# Prompt:
Which of the lines below hold "innermost"? Please return each one.

# Materials provided:
::::

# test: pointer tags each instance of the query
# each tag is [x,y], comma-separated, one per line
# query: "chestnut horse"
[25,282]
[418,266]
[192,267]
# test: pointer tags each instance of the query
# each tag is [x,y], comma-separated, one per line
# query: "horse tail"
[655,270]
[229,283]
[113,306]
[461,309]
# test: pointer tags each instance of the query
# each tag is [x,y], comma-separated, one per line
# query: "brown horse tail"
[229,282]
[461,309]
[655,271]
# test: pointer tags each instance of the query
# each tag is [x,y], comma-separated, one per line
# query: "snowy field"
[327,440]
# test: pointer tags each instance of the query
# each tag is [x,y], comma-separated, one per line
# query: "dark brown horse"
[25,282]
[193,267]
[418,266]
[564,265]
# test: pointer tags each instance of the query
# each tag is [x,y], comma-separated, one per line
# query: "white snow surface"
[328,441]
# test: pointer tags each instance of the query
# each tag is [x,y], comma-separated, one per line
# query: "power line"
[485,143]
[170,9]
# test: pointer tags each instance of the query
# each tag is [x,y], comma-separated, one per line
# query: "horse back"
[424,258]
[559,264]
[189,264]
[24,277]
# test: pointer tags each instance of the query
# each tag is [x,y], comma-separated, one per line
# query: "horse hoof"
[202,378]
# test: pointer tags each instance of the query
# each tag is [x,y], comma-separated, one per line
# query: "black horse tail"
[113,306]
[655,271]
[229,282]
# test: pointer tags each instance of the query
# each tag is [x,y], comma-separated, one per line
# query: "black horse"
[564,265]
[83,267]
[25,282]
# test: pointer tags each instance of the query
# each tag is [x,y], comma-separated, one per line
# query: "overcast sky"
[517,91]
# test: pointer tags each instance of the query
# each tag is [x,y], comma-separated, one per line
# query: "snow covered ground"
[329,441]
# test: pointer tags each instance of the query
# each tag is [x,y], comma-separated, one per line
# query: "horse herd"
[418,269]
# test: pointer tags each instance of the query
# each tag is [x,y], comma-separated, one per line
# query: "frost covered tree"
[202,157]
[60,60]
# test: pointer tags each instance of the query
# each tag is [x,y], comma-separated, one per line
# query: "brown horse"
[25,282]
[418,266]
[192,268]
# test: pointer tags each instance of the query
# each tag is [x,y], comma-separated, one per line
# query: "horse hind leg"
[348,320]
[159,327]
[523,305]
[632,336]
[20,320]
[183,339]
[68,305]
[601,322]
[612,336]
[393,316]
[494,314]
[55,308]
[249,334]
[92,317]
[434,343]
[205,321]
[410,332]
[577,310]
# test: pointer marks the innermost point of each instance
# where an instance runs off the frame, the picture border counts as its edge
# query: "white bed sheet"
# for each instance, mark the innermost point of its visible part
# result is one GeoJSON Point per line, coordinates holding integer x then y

::::

# Solution for this problem:
# test: pointer marks the innermost point of each instance
# for each instance, mark the innermost point of its visible part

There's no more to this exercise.